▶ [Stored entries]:
..........

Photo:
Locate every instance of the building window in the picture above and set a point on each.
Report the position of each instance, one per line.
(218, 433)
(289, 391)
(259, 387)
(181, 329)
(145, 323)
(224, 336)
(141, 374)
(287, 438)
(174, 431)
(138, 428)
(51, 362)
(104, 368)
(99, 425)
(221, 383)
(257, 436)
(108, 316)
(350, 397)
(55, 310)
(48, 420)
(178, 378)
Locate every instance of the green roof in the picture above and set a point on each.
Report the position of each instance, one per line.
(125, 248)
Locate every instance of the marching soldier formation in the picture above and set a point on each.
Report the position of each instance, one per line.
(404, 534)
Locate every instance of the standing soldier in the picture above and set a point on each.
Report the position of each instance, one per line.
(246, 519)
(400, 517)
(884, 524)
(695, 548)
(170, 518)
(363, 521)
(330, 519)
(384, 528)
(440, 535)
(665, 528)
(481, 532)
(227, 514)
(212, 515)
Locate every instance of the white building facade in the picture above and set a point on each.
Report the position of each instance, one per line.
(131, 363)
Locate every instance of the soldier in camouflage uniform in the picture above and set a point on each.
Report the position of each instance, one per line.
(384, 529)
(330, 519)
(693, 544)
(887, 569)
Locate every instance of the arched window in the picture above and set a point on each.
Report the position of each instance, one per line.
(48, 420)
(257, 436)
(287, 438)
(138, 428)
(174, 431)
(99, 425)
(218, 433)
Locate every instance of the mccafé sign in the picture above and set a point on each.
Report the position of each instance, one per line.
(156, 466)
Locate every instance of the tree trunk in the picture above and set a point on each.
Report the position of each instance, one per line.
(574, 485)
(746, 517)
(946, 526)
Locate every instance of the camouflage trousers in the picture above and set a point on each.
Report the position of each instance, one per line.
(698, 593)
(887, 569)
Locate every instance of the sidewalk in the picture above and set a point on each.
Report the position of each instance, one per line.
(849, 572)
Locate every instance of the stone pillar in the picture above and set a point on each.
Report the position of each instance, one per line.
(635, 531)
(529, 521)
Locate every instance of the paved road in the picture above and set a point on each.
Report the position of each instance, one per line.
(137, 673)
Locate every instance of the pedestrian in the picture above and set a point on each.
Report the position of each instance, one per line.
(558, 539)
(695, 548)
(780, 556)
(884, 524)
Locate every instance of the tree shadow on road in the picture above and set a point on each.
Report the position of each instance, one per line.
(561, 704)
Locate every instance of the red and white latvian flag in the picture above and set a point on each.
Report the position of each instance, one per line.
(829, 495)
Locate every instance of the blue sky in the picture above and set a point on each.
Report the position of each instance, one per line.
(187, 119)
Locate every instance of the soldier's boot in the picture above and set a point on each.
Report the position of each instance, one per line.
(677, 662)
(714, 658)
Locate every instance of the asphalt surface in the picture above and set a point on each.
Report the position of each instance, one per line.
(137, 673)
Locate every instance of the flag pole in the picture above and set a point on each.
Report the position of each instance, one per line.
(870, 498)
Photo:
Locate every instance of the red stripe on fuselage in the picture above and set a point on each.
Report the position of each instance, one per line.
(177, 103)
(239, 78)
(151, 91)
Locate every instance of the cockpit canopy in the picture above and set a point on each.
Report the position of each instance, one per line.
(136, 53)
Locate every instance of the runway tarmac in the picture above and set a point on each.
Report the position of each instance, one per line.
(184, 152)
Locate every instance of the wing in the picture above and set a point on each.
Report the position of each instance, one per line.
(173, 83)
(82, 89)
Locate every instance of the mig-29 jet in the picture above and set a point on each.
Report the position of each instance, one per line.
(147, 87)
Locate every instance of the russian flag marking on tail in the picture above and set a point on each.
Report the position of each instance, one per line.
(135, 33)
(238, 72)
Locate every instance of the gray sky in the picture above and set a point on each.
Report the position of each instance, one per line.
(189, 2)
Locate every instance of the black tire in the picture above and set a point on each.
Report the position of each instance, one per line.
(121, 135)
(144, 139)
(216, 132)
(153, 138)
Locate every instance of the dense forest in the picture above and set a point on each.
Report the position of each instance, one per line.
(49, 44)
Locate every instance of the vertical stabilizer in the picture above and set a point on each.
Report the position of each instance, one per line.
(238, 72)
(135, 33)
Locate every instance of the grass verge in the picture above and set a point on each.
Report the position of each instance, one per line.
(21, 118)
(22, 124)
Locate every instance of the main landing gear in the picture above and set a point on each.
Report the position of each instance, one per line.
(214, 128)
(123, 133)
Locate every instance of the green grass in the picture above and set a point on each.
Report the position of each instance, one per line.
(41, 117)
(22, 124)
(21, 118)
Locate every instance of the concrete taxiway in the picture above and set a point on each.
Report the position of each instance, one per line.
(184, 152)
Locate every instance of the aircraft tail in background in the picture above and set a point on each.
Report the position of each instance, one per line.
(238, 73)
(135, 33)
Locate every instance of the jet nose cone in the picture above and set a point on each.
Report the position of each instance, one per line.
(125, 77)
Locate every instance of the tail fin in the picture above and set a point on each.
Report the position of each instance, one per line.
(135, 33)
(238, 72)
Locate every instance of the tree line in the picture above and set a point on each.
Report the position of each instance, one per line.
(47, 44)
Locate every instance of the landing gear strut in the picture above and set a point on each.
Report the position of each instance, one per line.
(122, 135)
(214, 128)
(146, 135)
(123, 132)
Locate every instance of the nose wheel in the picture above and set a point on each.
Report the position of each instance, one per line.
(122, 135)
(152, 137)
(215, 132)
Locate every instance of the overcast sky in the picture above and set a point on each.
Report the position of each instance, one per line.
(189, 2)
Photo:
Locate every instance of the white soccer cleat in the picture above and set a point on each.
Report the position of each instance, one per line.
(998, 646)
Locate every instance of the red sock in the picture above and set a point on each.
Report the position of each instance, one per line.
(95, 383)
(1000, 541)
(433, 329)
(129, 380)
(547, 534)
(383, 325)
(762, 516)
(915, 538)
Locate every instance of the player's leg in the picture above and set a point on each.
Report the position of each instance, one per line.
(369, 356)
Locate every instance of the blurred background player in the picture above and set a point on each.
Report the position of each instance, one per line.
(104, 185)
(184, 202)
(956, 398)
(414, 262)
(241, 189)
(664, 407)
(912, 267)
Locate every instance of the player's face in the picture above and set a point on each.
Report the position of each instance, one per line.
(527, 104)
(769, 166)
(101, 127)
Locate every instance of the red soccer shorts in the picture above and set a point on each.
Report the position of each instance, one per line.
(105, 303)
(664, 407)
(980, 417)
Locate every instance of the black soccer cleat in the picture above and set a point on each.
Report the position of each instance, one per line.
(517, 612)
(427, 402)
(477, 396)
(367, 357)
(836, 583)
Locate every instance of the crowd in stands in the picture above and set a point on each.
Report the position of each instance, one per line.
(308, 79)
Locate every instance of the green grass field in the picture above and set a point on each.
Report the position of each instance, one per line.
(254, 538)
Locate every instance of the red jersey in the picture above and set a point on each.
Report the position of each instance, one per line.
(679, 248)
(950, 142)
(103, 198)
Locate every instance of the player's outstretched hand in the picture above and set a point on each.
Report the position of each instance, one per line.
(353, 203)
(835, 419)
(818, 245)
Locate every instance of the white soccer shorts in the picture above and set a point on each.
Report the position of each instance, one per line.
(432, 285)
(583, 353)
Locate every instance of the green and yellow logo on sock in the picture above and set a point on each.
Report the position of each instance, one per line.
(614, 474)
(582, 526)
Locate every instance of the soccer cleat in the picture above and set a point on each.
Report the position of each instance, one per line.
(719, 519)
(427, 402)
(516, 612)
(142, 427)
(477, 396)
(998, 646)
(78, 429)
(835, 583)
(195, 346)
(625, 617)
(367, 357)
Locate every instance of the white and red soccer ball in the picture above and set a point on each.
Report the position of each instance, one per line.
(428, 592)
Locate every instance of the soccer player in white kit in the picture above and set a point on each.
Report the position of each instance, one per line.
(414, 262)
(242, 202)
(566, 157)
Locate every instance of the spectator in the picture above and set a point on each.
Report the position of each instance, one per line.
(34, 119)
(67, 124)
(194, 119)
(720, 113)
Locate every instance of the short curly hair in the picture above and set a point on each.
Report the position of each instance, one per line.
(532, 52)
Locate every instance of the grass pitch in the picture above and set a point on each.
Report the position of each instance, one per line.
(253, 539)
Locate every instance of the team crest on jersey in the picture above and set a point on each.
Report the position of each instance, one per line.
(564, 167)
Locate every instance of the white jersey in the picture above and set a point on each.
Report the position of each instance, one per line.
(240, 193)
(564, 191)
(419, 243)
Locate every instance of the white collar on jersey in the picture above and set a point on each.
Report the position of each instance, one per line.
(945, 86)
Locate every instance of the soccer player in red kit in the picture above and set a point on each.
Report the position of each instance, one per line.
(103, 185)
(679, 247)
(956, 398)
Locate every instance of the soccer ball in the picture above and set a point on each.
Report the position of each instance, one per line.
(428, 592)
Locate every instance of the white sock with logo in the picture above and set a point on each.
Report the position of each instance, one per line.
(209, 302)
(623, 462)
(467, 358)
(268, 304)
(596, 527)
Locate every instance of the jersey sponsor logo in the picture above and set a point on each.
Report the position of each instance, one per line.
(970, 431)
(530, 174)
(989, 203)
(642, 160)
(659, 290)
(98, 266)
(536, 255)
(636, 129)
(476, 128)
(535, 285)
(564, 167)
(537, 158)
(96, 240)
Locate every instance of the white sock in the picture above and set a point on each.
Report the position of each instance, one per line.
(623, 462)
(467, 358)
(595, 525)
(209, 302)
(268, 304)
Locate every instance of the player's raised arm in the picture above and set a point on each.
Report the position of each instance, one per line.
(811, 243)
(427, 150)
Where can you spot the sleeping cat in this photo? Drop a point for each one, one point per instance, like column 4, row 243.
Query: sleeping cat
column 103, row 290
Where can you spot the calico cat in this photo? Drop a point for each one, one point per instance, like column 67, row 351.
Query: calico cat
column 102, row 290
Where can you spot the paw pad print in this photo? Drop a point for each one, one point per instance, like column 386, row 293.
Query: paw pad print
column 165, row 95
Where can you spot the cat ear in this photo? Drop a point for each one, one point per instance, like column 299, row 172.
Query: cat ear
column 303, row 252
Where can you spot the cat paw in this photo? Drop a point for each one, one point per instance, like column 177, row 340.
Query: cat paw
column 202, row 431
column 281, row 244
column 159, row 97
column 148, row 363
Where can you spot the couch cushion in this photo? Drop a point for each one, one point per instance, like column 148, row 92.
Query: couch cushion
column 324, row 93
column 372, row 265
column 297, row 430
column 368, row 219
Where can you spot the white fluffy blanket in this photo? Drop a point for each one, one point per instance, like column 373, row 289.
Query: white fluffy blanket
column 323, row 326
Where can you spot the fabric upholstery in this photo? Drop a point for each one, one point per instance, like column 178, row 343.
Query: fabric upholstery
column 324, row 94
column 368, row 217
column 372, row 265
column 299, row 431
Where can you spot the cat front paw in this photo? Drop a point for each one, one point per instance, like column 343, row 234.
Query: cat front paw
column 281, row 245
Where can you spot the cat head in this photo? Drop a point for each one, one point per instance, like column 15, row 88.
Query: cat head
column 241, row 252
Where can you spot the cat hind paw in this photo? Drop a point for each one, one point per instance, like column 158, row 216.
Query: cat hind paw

..........

▶ [Directions]:
Pull every line containing "hind" out of the data above.

▶ [Reply]:
Where can you spot the cat hind paw in this photo? Drop a point for each one, one point per instance, like column 158, row 216.
Query: cat hind paw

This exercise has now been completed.